### ENTRIES PROVIDED ###
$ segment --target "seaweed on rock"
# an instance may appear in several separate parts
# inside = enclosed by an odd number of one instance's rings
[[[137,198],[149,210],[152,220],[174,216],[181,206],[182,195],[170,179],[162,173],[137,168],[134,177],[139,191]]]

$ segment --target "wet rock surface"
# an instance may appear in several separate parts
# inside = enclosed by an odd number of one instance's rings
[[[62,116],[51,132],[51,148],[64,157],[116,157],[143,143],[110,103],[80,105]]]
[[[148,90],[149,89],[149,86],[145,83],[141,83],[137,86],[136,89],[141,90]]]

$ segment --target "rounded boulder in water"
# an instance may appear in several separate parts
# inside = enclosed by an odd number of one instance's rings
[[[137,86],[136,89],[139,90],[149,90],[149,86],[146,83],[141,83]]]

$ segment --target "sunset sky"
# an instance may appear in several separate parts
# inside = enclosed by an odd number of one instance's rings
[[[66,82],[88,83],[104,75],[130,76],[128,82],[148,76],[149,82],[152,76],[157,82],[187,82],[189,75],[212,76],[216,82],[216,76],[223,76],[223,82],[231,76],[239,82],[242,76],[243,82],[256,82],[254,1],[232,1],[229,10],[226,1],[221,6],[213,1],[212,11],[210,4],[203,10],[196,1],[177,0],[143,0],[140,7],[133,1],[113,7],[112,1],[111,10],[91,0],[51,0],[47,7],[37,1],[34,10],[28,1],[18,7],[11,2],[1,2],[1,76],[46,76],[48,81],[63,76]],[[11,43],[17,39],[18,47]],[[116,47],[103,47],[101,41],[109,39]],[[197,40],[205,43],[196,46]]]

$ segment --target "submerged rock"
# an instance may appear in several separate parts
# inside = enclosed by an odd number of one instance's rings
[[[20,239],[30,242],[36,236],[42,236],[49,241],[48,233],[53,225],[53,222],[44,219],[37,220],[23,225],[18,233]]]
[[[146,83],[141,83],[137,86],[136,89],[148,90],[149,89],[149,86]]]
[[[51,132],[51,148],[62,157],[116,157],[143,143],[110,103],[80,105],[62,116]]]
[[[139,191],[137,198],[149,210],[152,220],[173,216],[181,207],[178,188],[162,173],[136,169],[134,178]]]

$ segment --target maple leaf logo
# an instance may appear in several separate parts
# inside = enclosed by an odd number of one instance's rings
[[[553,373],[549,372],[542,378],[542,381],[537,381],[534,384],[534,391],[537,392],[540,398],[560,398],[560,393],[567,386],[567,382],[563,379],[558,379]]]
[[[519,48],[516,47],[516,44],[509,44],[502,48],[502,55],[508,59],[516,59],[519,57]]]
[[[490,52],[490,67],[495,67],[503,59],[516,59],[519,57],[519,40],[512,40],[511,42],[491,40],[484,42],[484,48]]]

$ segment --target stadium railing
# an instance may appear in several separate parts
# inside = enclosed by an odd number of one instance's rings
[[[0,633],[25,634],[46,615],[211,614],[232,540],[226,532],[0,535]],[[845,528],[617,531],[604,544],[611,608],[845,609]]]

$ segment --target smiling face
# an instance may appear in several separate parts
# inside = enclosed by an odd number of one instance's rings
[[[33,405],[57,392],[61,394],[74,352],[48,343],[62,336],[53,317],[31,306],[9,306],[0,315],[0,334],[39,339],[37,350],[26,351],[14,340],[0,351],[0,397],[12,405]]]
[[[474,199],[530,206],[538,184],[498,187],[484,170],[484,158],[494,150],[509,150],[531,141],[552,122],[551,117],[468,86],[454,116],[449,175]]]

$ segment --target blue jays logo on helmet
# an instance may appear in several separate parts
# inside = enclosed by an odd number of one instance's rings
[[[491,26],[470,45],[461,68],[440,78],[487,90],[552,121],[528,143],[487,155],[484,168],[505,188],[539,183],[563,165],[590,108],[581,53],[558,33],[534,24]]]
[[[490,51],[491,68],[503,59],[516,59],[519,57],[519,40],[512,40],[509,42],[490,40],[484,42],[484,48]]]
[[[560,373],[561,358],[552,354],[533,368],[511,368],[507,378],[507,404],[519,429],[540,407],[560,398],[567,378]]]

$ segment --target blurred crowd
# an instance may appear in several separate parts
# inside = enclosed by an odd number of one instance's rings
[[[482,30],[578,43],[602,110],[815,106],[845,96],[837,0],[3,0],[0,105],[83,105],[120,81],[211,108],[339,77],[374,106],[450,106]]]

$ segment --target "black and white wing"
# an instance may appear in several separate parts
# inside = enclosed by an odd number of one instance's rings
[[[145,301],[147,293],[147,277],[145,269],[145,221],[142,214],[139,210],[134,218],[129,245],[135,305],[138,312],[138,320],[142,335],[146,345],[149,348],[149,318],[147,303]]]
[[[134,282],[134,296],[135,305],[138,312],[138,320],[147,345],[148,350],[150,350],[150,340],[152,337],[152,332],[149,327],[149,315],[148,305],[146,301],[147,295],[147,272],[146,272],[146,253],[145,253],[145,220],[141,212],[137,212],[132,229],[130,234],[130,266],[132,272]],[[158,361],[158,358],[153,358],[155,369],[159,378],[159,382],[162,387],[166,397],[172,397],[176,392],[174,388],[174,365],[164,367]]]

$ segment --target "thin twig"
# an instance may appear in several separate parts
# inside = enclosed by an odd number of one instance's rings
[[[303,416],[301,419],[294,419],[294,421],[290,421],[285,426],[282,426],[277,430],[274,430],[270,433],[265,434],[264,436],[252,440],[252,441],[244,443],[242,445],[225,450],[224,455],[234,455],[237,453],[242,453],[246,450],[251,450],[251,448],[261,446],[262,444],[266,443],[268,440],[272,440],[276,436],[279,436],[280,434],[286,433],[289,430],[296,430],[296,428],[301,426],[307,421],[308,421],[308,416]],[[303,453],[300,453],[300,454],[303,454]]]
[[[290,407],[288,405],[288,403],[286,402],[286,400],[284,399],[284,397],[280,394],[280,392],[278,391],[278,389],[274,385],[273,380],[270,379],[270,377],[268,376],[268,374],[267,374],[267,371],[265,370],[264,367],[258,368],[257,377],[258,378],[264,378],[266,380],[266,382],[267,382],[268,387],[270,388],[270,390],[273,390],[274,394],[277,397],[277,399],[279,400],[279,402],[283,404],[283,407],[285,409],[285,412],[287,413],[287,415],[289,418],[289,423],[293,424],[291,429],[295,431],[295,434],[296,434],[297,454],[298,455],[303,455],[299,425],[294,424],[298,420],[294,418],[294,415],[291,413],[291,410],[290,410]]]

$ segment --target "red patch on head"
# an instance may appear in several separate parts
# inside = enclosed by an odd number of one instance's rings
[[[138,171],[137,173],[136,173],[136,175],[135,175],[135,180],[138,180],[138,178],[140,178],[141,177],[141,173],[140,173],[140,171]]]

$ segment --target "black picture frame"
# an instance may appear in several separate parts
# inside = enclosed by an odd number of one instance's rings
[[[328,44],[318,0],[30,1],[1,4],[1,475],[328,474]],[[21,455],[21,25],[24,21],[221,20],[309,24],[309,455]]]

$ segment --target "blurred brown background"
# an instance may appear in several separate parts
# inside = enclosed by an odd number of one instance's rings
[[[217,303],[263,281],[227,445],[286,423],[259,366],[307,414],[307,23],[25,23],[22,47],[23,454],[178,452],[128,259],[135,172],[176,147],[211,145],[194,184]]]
###
◆ AIM OF THE EXERCISE
Reproduce each entry above exactly, keeping every word.

◆ THE RESULT
$ segment --target "seaweed on rock"
# an instance may appear in several separate parts
# inside = enclosed by an odd number of one instance's rings
[[[137,198],[149,210],[152,220],[174,216],[181,206],[182,195],[170,179],[162,173],[137,168],[134,177],[139,191]]]

$ segment --target "wet rock surface"
# an instance may appear in several separate parts
# inside = enclosed by an odd number of one instance's rings
[[[62,116],[51,132],[51,148],[64,157],[116,157],[143,143],[110,103],[80,105]]]
[[[148,90],[149,89],[149,86],[145,83],[141,83],[137,86],[136,89],[141,90]]]

$ segment --target "rounded boulder in water"
# an instance may appear in several separate parts
# inside = enclosed by an odd number of one instance's rings
[[[137,86],[136,89],[139,90],[149,90],[149,86],[146,83],[141,83]]]

$ segment --target "sunset sky"
# an instance may appear in several separate parts
# inside = enclosed by an odd number of one instance's rings
[[[66,82],[88,83],[104,75],[130,76],[128,82],[148,76],[149,82],[152,76],[157,82],[187,82],[189,75],[212,76],[216,82],[216,76],[223,76],[223,82],[231,76],[239,82],[242,76],[243,82],[256,82],[254,1],[232,1],[229,10],[226,1],[221,6],[213,1],[212,11],[210,4],[203,10],[196,1],[177,0],[143,0],[140,7],[133,1],[113,7],[112,1],[111,10],[91,0],[51,0],[47,7],[37,1],[34,10],[28,1],[18,7],[11,2],[1,2],[1,76],[46,76],[48,81],[63,76]],[[11,43],[17,39],[18,47]],[[116,47],[103,47],[101,41],[109,39]],[[197,40],[205,43],[196,46]]]

$ segment --target "submerged rock"
# an instance may appear in several separate parts
# inside = enclosed by an odd number of one instance's rings
[[[20,239],[30,242],[36,236],[42,236],[49,241],[48,233],[53,225],[53,222],[44,219],[37,220],[23,225],[18,233]]]
[[[146,83],[141,83],[137,86],[136,89],[148,90],[149,89],[149,86]]]
[[[51,132],[51,148],[62,157],[116,157],[143,143],[110,103],[80,105],[62,116]]]
[[[139,191],[137,198],[149,210],[152,220],[173,216],[181,207],[178,188],[162,173],[136,169],[134,178]]]

$ segment --target maple leaf logo
# an instance may appear in several separate parts
# inside = enclosed by an odd number of one instance's rings
[[[553,373],[549,372],[542,378],[542,381],[537,381],[534,384],[534,391],[537,392],[540,398],[560,398],[560,393],[567,386],[567,382],[563,379],[558,379]]]
[[[519,48],[516,47],[516,44],[509,44],[502,48],[502,55],[508,59],[516,59],[519,57]]]
[[[490,52],[490,67],[495,67],[503,59],[516,59],[519,57],[519,40],[512,40],[511,42],[491,40],[484,42],[484,48]]]

$ segment --target stadium railing
# an instance may appear in several separate parts
# inside = enclosed by an odd number of one instance's rings
[[[0,633],[25,634],[46,615],[211,614],[232,540],[226,532],[0,535]],[[845,528],[617,531],[604,544],[611,608],[845,609]]]

$ segment --target smiling face
# an instance may appear in several separate parts
# inside = enclosed by an odd number of one instance's rings
[[[33,405],[57,392],[61,394],[74,352],[48,343],[62,336],[53,317],[31,306],[9,306],[0,315],[0,334],[39,339],[37,350],[26,351],[14,340],[0,351],[0,397],[12,405]]]
[[[474,199],[530,206],[538,184],[498,187],[484,170],[484,158],[494,150],[509,150],[531,141],[552,122],[551,117],[468,86],[454,116],[449,175]]]

$ segment --target blue jays logo on helmet
# an instance may appear in several separate parts
# inside = enclosed by an odd number of one instance's rings
[[[491,26],[470,45],[461,68],[440,78],[487,90],[552,121],[528,143],[487,155],[484,168],[505,188],[539,183],[563,165],[590,108],[581,53],[558,33],[534,24]]]
[[[490,51],[491,68],[503,59],[516,59],[519,57],[519,40],[512,40],[509,42],[490,40],[484,42],[484,48]]]
[[[560,373],[561,358],[552,354],[533,368],[511,368],[507,378],[507,404],[519,429],[540,407],[560,398],[567,378]]]

$ segment --target blurred crowd
# an instance may appear in several separate parts
# inside = enclosed by an odd number of one instance's rings
[[[482,30],[578,43],[602,110],[815,106],[845,96],[837,0],[3,0],[0,105],[83,105],[120,81],[211,108],[339,77],[374,106],[450,106]]]

$ segment --target "black and white wing"
# an instance may appear in several separate parts
# inside = enclosed by an odd number of one instance's rings
[[[145,301],[147,293],[147,277],[145,269],[145,221],[142,214],[139,210],[134,218],[129,245],[135,305],[138,312],[138,320],[142,335],[146,345],[149,348],[149,318],[147,303]]]
[[[134,282],[134,296],[135,305],[138,312],[138,320],[147,345],[148,350],[150,350],[150,340],[152,337],[152,332],[149,327],[149,315],[148,305],[146,301],[147,295],[147,272],[146,272],[146,253],[145,253],[145,220],[141,212],[137,212],[132,229],[130,234],[130,266],[132,272]],[[158,361],[158,358],[153,358],[155,369],[159,378],[159,382],[162,387],[166,397],[172,397],[176,392],[174,388],[174,365],[164,367]]]

$ segment --target "thin twig"
# an instance may appear in several separate parts
# inside = enclosed by an odd number of one instance's rings
[[[303,416],[301,419],[294,419],[294,421],[290,421],[285,426],[282,426],[277,430],[274,430],[270,433],[265,434],[264,436],[252,440],[252,441],[244,443],[242,445],[225,450],[224,455],[234,455],[237,453],[242,453],[246,450],[251,450],[251,448],[261,446],[262,444],[266,443],[268,440],[272,440],[276,436],[279,436],[280,434],[286,433],[289,430],[296,430],[296,428],[301,426],[307,421],[308,421],[308,416]],[[303,453],[300,453],[300,454],[303,454]]]
[[[290,407],[288,405],[288,403],[286,402],[286,400],[284,399],[284,397],[280,394],[280,392],[278,391],[278,389],[274,385],[273,380],[270,379],[270,377],[268,376],[268,374],[267,374],[267,371],[265,370],[264,367],[258,368],[257,377],[258,378],[264,378],[266,380],[266,382],[267,382],[268,387],[270,388],[270,390],[273,390],[274,394],[277,397],[277,399],[279,400],[279,402],[283,404],[283,407],[285,409],[285,412],[287,413],[287,415],[289,418],[289,423],[293,424],[291,429],[295,431],[295,434],[296,434],[297,454],[298,455],[303,455],[299,425],[294,424],[298,420],[294,418],[294,415],[291,413],[291,410],[290,410]]]

$ segment --target "red patch on head"
# an instance may appear in several separate parts
# inside = enclosed by an odd number of one instance's rings
[[[138,171],[137,173],[136,173],[136,175],[135,175],[135,180],[138,180],[138,178],[140,178],[141,177],[141,173],[140,173],[140,171]]]

$ segment --target "black picture frame"
# an instance may appear in several separate parts
# inside = enclosed by an odd number of one instance's rings
[[[328,44],[318,0],[30,1],[1,4],[1,475],[328,474]],[[21,455],[21,25],[24,21],[221,20],[309,24],[309,455]]]

$ segment --target "blurred brown background"
# an instance may appear in several separate parts
# inside = enclosed by an odd number of one instance's rings
[[[217,303],[263,281],[227,445],[286,423],[259,366],[307,414],[307,23],[25,23],[22,47],[23,454],[178,452],[128,259],[135,172],[176,147],[211,145],[194,184]]]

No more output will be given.